■ **EXPLORAR EL MATERIAL**:
[a] Indique, según el texto de la página, por qué el autor expone las ideas del primer párrafo. Responda en una a tres oraciones.
[b] Extraiga del texto de la página el fragmento comprendido entre “Digo todo lo” y “la historia nacional.”, ambos inclusive.
[c] Determine si cada afirmación coincide con el texto de la página. Responda sí o no y cite las palabras exactas que lo deciden.
(i) Ponerse en los zapatos del otro implica cambiar de bando.
(ii) Los hondureños viven una clara polarización.
(iii) Alcanzar los niveles de reflexión necesarios exige mucha madurez.

■ **TEXTO DE LA PÁGINA**:
▼

Hace falta mucha madurez, el ejercicio de una serie de hábitos éticos, de virtudes humanas, para alcanzar los niveles de reflexión necesarios que pueden llevarnos a rectificar posturas o a reconsiderar opiniones o puntos de vista. De ahí la importancia que se da a las “vivencias” en la adquisición de valores. Hace falta ser empático, ponerse en la tesitura del otro, en los zapatos del otro, para transitar de la intolerancia al respeto o de la incomprensión a la empatía. Y no es que uno vaya a cambiar de bando o a admitir como válidas las posturas ajenas, pero sí a reconocer que uno no debe considerarse la medida de todas las cosas y que, los demás, al igual que nosotros, tienen un recorrido vital que los ha llevado a un destino distinto al nuestro.
Digo todo lo anterior porque, en la coyuntura histórica que los hondureños estamos viviendo, hay una clara polarización y una frecuente descalificación de los que no piensan igual que determinada persona o grupo. Y esa situación corre el riesgo de convertirse en un cáncer social fatal, que termine por acabar con la convivencia entre los que aquí vivimos y hacernos retornar a etapas de barbarie que creíamos superadas, a épocas tristes de la historia nacional.

▲

■ **DATOS PROPORCIONADOS**:
▼

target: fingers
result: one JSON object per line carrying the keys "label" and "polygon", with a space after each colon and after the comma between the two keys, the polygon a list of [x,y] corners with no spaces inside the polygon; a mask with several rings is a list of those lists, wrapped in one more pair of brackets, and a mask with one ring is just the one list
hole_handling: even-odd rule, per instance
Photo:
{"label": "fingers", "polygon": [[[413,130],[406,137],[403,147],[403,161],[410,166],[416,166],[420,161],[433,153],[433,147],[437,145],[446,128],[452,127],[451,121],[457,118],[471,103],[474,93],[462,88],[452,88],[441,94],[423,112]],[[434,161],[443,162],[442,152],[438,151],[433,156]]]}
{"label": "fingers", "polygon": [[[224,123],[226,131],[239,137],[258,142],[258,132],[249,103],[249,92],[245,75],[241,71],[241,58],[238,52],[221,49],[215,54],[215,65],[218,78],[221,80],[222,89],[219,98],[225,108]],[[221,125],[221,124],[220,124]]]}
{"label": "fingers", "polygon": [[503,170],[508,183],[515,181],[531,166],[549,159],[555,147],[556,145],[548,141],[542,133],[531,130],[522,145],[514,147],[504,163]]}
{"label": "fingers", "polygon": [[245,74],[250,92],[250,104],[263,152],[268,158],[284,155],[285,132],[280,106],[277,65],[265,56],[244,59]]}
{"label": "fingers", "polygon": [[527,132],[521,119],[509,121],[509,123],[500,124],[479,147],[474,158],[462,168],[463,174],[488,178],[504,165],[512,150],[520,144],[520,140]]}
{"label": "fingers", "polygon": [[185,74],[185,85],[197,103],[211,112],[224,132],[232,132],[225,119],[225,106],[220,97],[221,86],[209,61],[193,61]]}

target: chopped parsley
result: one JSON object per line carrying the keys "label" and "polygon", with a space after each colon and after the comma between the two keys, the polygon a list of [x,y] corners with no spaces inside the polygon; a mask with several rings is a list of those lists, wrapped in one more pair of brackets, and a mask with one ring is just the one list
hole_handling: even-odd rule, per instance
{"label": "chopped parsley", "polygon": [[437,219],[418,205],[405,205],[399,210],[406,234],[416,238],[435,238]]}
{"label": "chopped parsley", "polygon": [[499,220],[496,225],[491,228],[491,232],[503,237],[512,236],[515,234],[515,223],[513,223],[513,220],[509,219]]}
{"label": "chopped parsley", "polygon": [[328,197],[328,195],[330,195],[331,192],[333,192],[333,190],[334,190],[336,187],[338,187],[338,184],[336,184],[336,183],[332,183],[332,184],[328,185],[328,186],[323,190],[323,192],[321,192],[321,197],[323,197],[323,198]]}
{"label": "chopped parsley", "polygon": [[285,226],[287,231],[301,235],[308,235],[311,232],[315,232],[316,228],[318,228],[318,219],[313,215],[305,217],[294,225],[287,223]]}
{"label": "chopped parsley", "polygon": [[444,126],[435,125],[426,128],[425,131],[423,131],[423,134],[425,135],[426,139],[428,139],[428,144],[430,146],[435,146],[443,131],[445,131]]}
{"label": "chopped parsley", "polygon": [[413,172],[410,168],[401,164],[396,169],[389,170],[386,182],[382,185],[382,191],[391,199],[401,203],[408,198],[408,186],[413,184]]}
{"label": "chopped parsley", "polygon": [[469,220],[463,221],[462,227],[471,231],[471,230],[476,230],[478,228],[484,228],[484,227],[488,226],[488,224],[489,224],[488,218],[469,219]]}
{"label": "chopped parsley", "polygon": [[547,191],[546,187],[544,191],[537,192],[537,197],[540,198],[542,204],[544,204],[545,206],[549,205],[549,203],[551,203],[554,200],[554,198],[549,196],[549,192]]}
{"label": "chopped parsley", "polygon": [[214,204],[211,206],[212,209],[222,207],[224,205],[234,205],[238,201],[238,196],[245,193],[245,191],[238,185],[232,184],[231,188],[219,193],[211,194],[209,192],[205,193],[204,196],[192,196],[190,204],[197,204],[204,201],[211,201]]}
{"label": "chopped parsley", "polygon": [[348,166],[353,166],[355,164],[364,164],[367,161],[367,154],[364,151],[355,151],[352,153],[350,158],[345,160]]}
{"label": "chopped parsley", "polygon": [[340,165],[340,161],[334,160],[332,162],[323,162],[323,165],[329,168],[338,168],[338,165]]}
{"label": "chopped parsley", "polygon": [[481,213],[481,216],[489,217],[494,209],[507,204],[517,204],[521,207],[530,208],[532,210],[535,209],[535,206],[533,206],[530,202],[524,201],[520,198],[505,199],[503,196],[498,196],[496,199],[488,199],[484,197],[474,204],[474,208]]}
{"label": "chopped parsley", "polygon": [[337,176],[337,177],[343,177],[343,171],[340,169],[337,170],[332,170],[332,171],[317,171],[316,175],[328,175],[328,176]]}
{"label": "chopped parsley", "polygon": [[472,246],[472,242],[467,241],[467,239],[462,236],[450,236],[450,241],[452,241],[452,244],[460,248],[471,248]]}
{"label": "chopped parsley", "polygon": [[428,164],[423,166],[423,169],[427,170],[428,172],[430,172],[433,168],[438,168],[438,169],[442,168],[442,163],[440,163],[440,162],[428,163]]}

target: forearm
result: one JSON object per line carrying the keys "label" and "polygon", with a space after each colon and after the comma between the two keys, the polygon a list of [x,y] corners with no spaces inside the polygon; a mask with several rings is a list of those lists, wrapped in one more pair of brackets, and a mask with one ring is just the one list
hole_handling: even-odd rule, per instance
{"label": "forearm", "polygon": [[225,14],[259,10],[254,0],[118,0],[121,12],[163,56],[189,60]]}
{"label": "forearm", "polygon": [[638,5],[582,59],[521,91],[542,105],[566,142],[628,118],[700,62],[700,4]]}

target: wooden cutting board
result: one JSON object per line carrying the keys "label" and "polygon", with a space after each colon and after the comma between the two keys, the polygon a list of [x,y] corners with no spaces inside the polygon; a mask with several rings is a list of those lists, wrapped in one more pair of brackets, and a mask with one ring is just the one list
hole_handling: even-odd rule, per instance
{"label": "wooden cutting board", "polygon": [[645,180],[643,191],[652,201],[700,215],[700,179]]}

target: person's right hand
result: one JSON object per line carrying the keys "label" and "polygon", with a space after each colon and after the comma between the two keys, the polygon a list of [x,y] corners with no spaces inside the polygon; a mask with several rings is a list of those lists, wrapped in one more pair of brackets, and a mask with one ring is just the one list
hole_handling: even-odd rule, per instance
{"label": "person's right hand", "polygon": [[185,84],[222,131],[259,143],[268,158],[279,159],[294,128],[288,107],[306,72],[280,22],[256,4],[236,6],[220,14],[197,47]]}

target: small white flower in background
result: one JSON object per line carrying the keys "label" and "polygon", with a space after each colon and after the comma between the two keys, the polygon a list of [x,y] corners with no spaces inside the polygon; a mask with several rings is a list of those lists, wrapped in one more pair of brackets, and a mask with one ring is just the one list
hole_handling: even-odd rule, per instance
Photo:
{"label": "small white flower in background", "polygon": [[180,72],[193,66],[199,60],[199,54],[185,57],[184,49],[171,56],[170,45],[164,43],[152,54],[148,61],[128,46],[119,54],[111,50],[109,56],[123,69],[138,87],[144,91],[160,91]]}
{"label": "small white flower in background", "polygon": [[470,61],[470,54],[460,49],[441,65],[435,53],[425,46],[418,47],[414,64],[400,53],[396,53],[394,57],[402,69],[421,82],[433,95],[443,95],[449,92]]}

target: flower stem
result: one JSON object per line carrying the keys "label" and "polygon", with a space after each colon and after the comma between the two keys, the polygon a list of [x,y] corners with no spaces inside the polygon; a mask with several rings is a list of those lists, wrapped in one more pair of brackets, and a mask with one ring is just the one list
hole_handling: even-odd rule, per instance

▲

■ **RESULTADOS DEL EJERCICIO**:
[a] El autor lo expone porque, en la coyuntura histórica que viven los hondureños, hay una clara polarización y una frecuente descalificación de quienes no piensan igual que determinada persona o grupo. Esa situación corre el riesgo de convertirse en un cáncer social fatal que acabe con la convivencia.

[b]
Digo todo lo anterior porque, en la coyuntura histórica que los hondureños estamos viviendo, hay una clara polarización y una frecuente descalificación de los que no piensan igual que determinada persona o grupo. Y esa situación corre el riesgo de convertirse en un cáncer social fatal, que termine por acabar con la convivencia entre los que aquí vivimos y hacernos retornar a etapas de barbarie que creíamos superadas, a épocas tristes de la historia nacional.

[c]
(i) No: “Y no es que uno vaya a cambiar de bando o a admitir como válidas las posturas ajenas”.
(ii) Sí: “en la coyuntura histórica que los hondureños estamos viviendo, hay una clara polarización”.
(iii) Sí: “Hace falta mucha madurez, el ejercicio de una serie de hábitos éticos, de virtudes humanas, para alcanzar los niveles de reflexión necesarios”.